EXTRACTED DATA.
--------
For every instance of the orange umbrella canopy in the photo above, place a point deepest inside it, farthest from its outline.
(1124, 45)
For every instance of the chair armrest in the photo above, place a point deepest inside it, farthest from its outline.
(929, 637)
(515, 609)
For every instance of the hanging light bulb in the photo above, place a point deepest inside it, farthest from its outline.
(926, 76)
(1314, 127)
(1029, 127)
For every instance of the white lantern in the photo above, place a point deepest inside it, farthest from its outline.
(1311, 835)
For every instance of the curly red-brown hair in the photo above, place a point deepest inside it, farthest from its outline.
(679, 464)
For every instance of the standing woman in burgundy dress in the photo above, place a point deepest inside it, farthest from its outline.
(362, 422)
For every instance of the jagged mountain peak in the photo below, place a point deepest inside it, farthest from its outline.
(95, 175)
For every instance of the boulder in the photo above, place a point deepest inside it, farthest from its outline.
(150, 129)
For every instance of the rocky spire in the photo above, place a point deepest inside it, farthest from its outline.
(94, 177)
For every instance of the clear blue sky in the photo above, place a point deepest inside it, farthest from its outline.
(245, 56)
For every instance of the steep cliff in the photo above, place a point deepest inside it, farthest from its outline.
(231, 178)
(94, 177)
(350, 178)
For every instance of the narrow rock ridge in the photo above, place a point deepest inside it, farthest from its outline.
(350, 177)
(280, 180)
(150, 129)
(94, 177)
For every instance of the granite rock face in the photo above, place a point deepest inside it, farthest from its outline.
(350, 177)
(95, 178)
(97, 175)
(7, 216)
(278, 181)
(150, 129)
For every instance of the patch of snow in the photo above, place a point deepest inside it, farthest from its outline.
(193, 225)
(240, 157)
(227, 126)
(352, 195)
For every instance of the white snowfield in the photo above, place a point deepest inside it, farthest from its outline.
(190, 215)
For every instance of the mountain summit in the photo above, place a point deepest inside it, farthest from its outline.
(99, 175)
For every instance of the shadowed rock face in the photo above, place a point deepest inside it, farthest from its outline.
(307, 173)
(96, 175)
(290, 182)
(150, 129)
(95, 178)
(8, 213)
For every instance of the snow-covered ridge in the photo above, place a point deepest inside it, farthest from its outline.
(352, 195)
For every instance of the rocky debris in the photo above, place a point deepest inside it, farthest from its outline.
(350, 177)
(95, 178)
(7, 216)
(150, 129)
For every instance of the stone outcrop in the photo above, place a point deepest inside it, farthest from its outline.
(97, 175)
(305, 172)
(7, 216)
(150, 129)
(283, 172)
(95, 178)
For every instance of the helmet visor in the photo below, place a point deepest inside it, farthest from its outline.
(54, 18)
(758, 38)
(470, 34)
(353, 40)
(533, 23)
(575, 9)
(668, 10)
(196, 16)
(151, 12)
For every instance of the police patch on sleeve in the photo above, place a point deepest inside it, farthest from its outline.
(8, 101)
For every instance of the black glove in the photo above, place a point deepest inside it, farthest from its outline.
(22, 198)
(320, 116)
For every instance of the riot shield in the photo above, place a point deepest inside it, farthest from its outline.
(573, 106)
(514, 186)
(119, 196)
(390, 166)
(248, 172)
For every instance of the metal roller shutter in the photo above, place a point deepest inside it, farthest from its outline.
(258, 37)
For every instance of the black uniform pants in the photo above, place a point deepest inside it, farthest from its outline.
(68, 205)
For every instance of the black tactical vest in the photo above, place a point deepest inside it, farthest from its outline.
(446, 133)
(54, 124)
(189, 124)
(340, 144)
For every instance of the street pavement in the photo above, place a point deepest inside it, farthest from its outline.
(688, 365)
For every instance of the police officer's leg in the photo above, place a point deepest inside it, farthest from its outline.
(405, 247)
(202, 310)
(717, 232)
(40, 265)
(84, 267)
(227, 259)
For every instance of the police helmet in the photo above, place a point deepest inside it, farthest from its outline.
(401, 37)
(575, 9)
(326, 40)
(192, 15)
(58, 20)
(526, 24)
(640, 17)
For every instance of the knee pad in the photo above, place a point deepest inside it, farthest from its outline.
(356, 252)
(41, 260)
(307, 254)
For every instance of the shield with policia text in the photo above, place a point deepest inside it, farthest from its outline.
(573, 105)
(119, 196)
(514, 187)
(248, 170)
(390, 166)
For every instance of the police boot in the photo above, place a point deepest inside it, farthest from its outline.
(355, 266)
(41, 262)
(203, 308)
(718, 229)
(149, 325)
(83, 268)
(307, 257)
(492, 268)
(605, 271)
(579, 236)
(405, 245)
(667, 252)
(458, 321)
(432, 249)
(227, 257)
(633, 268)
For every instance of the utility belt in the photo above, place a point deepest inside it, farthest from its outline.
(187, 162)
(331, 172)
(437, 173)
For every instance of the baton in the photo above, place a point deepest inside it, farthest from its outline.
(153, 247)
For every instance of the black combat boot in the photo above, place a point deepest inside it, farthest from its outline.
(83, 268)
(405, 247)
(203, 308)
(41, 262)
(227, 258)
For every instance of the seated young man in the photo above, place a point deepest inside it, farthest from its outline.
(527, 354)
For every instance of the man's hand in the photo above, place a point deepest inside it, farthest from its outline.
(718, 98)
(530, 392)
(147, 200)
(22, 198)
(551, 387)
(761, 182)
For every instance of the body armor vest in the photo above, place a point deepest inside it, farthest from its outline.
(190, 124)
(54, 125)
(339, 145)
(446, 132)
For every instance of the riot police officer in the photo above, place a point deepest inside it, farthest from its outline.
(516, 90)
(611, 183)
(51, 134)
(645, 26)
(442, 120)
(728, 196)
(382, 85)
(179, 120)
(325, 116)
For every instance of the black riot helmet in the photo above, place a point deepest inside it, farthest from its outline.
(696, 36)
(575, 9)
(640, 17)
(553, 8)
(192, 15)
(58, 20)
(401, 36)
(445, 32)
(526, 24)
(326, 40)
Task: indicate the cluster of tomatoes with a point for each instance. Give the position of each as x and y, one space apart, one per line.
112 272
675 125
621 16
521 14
--------
WHAT YOU SHOULD DO. Format every line of the data above as a Markdown table with two columns, Row and Line, numbering the rows in order and skipping any blank lines.

OUTPUT FOR THIS EXERCISE.
| Row | Line |
|---|---|
| 1 | For every instance of the orange umbrella canopy in the photo above, place a point deepest inside it, farthest from its outline. |
| 2 | (1124, 45) |
| 3 | For every instance of the chair armrest in the photo above, place a point deepest inside it, farthest from its outline. |
| 4 | (929, 637) |
| 5 | (515, 609) |
| 6 | For every instance of the hanging light bulb in the photo above, place a point deepest inside it, farthest from its outline. |
| 7 | (926, 76) |
| 8 | (1314, 127) |
| 9 | (1029, 127) |
| 10 | For every instance of the white lantern in the photo above, place a point deepest inside it, farthest from its outline. |
| 11 | (1311, 835) |
| 12 | For every instance of the curly red-brown hair in the photo above, place a point deepest inside it, farthest from its outline. |
| 13 | (679, 464) |
| 14 | For every instance of the standing woman in burgundy dress in the photo above, place a point deepest inside it, farthest from its outline. |
| 15 | (362, 422) |
| 16 | For every instance of the jagged mountain peak in the photo below, place a point deepest inside it, farthest from its outline. |
| 17 | (95, 175) |
| 18 | For every instance of the boulder in the photo above, place a point deepest inside it, farthest from its outline. |
| 19 | (150, 129) |
| 20 | For every instance of the rocky spire in the photo above, place a point deepest inside it, farthest from its outline. |
| 21 | (94, 177) |
| 22 | For every instance of the clear blue sky in the photo above, place a point deepest inside it, farthest from its outline. |
| 23 | (245, 56) |
| 24 | For every instance of the steep cliff in the photo above, place a point deepest inside it, farthest from its outline. |
| 25 | (231, 178) |
| 26 | (94, 177) |
| 27 | (350, 178) |
| 28 | For every instance of the narrow rock ridge in the photo above, place a point deepest inside it, farthest from its outline. |
| 29 | (350, 177) |
| 30 | (280, 180) |
| 31 | (150, 129) |
| 32 | (94, 177) |
| 33 | For every instance of the granite rock face in the photo above, place a point deepest inside it, farthest from its outline. |
| 34 | (350, 177) |
| 35 | (95, 178) |
| 36 | (97, 175) |
| 37 | (7, 216) |
| 38 | (278, 181) |
| 39 | (150, 129) |
| 40 | For every instance of the patch of snow in the photo above, place a point deepest inside it, farthest from its outline. |
| 41 | (193, 225) |
| 42 | (240, 157) |
| 43 | (227, 126) |
| 44 | (352, 195) |
| 45 | For every instance of the white snowfield in the photo above, place a point deepest inside it, farthest from its outline. |
| 46 | (190, 215) |
| 47 | For every instance of the mountain summit in the photo above, place a point deepest inside it, farthest from its outline. |
| 48 | (99, 175) |
| 49 | For every instance of the shadowed rock face in the photo above, place a point deepest inside it, farthest from its outline. |
| 50 | (307, 173) |
| 51 | (96, 175) |
| 52 | (290, 182) |
| 53 | (150, 129) |
| 54 | (95, 178) |
| 55 | (8, 213) |
| 56 | For every instance of the snow-covered ridge in the photo above, place a point deepest inside it, farthest from its outline. |
| 57 | (352, 195) |
| 58 | For every instance of the rocky debris in the photo above, place a point deepest inside it, farthest from its outline. |
| 59 | (350, 177) |
| 60 | (95, 178) |
| 61 | (7, 216) |
| 62 | (150, 129) |
| 63 | For every instance of the stone outcrop in the photo above, place a point deepest inside it, farthest from its outline. |
| 64 | (97, 175) |
| 65 | (305, 172) |
| 66 | (7, 216) |
| 67 | (150, 129) |
| 68 | (283, 172) |
| 69 | (95, 178) |
| 70 | For every instance of the helmet visor in the photo below, place a point deepest inside it, farthest from its outline. |
| 71 | (54, 18) |
| 72 | (758, 38) |
| 73 | (470, 34) |
| 74 | (353, 40) |
| 75 | (533, 23) |
| 76 | (575, 9) |
| 77 | (668, 10) |
| 78 | (196, 16) |
| 79 | (151, 12) |
| 80 | For every instance of the police patch on sleeve in the photo above, place a point deepest inside it, farthest from its outline. |
| 81 | (8, 101) |
| 82 | For every instance of the black glove in the photo above, place a point deepest inside it, farthest from its outline. |
| 83 | (22, 198) |
| 84 | (320, 116) |
| 85 | For every instance of the riot shield in the photo above, place a point deepest inside it, farthest from its outline. |
| 86 | (573, 106) |
| 87 | (514, 186) |
| 88 | (119, 196) |
| 89 | (390, 166) |
| 90 | (248, 172) |
| 91 | For every instance of the metal roller shutter in the photo above, place a point deepest inside it, farthest from its outline. |
| 92 | (258, 37) |
| 93 | For every instance of the black uniform pants in the photo above, place a point deepest inside it, farthest from its outline. |
| 94 | (68, 205) |
| 95 | For every instance of the black tactical vest in the photo above, place a point deepest inside it, farthest from its outline. |
| 96 | (446, 133) |
| 97 | (54, 124) |
| 98 | (189, 124) |
| 99 | (340, 144) |
| 100 | For every instance of the street pavement in the photo above, place a point deepest inside it, farthest from its outline. |
| 101 | (688, 365) |
| 102 | For every instance of the police officer's leg in the photo above, place a point deepest inside it, farthest from its outline. |
| 103 | (405, 247) |
| 104 | (202, 310) |
| 105 | (717, 232) |
| 106 | (40, 265) |
| 107 | (84, 267) |
| 108 | (227, 259) |
| 109 | For every instance of the police helmet in the photo above, place a point deepest inside it, farthest from its outline. |
| 110 | (401, 37) |
| 111 | (575, 9) |
| 112 | (326, 40) |
| 113 | (192, 15) |
| 114 | (58, 20) |
| 115 | (526, 24) |
| 116 | (640, 17) |
| 117 | For every instance of the knee pad in the photo above, place a point deepest inside it, farthest from its outline. |
| 118 | (356, 252) |
| 119 | (41, 260) |
| 120 | (307, 254) |
| 121 | For every instance of the shield with policia text in the photo above, place a point deepest inside it, farthest from its outline. |
| 122 | (573, 105) |
| 123 | (119, 196) |
| 124 | (514, 187) |
| 125 | (248, 170) |
| 126 | (390, 166) |
| 127 | For every instance of the police boot in the photo above, place a point deepest inside it, farthest from its outline. |
| 128 | (355, 266) |
| 129 | (41, 262) |
| 130 | (203, 308) |
| 131 | (718, 229) |
| 132 | (149, 325) |
| 133 | (83, 268) |
| 134 | (307, 257) |
| 135 | (492, 268) |
| 136 | (605, 271) |
| 137 | (579, 236) |
| 138 | (405, 245) |
| 139 | (667, 252) |
| 140 | (458, 321) |
| 141 | (432, 249) |
| 142 | (227, 257) |
| 143 | (633, 268) |
| 144 | For every instance of the utility belt in the photo above, place a point deepest inside it, farthest from its outline. |
| 145 | (187, 162) |
| 146 | (331, 172) |
| 147 | (437, 173) |
| 148 | For every instance of the baton in the photo above, place a point deepest inside it, farthest from its outline. |
| 149 | (153, 247) |
| 150 | For every instance of the black combat boot in the photo above, place a point deepest inside it, farthest from its outline. |
| 151 | (83, 268) |
| 152 | (405, 247) |
| 153 | (203, 308) |
| 154 | (41, 262) |
| 155 | (227, 258) |
| 156 | For every instance of the seated young man in the photo above, place a point deepest inside it, farthest from its outline. |
| 157 | (527, 354) |
| 158 | For every instance of the man's hand in the photo above, place a point deepest inside it, farthest from its outline. |
| 159 | (718, 98) |
| 160 | (530, 392) |
| 161 | (147, 200) |
| 162 | (22, 198) |
| 163 | (551, 387) |
| 164 | (761, 182) |
| 165 | For every instance of the body armor vest in the photo above, place a point deepest inside it, farthest from its outline. |
| 166 | (190, 124) |
| 167 | (54, 125) |
| 168 | (339, 145) |
| 169 | (446, 132) |
| 170 | For every instance of the riot police officer in the photo above, place a point deepest inside it, farthest from its outline. |
| 171 | (516, 90) |
| 172 | (611, 183) |
| 173 | (51, 134) |
| 174 | (645, 26) |
| 175 | (442, 120) |
| 176 | (728, 196) |
| 177 | (382, 85) |
| 178 | (179, 120) |
| 179 | (325, 116) |
| 180 | For every instance of the black riot helmet in the photo above, place a point deepest inside it, farthest from its outline. |
| 181 | (696, 36) |
| 182 | (575, 9) |
| 183 | (640, 17) |
| 184 | (553, 8) |
| 185 | (192, 15) |
| 186 | (58, 20) |
| 187 | (401, 36) |
| 188 | (445, 32) |
| 189 | (526, 24) |
| 190 | (326, 40) |
| 191 | Task: indicate the cluster of tomatoes with a point for each instance. Give the position of each as x and y, one space apart, one per line. |
| 192 | 112 272 |
| 193 | 675 125 |
| 194 | 621 16 |
| 195 | 521 14 |